Si costituiva in giudizio il Liquidatore della X s.c.r.l., chiedendo (per quanto qui ancora rileva) il rigetto della domanda e, in via riconvenzionale, la condanna della società attrice, anche quale incorporante della I.P. e della P.A., alla restituzione delle somme ricevute in eccedenza rispetto alla percentuale concordataria. Il Tribunale, con sentenza n. 41369 del 4 novembre 2002, rigettava la domanda attrice di accertamento dell’esistenza del privilegio per rivalsa IVA ed imposta di fabbricazione, ed accoglieva la domanda riconvenzionale proposta dalla X, condannando l’A. spa alla restituzione della somma di Euro 1.026.068,11 oltre interessi. 2. Proponeva appello E. s.p.a.(succeduta ad A. P. a seguito di fusione per incorporazione), chiedendo l’integrale riforma della sentenza impugnata; il Liquidatore della X in concordato preventivo resisteva al gravame. La Corte d’appello di Roma, con sentenza depositata il 22 maggio 2006 e notificata il 5 settembre successivo, ha, in riforma della sentenza impugnata, accertato, a modifica dello “stato passivo” del 4 febbraio 1999, il credito della appellante nella misura e con i gradi indicati in tutti gli atti della procedura antecedenti al suddetto provvedimento, rigettando la domanda riconvenzionale della appellata.

* * *

## Compito da svolgere:
Prosegua l'estratto sul contenzioso relativo alla X s.c.r.l., riprendendo subito dopo l'ultima frase riportata. Le voci non hanno alcun ruolo in questa attività.

## Voci di puntamento su oggetti denominati:
* * *

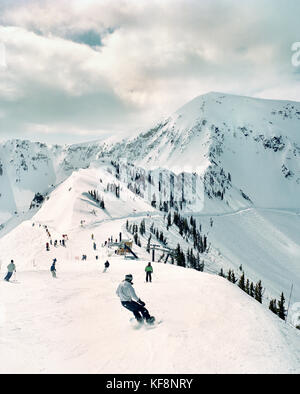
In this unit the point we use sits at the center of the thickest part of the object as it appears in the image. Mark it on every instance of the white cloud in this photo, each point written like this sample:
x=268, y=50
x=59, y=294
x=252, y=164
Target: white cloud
x=154, y=56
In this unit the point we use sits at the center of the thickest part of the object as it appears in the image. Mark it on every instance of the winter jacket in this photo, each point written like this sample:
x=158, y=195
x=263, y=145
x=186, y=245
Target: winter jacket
x=126, y=292
x=11, y=267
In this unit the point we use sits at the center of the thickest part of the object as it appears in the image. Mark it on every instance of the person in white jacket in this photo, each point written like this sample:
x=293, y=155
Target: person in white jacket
x=132, y=302
x=11, y=268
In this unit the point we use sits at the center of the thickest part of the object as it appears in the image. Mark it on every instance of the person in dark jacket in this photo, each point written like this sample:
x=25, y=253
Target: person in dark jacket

* * *

## Soluzione proposta:
La Corte territoriale, premessa l’entità incontroversa del credito complessivo dell’A. spa (ora E.spa), in merito alla questione centrale relativa alla qualità – privilegiata o non – del credito per rivalsa dell’I.V.A. e dell’imposta di fabbricazione ha rilevato che l’esistenza del credito in privilegio speciale, già riconosciuta nel primo piano di riparto concordato, omologato dal tribunale, non era stata contestata dalla Liquidazione, sicchè il consumo dei beni forniti, e quindi utilizzati dalla X, non può essere invocato, come argomento di inesistenza del bene su cui grava il privilegio speciale stesso, per degradare il credito in chirografo e chiedere la restituzione di quanto versato in eccedenza rispetto alla percentuale concordataria prevista per i crediti chirografari.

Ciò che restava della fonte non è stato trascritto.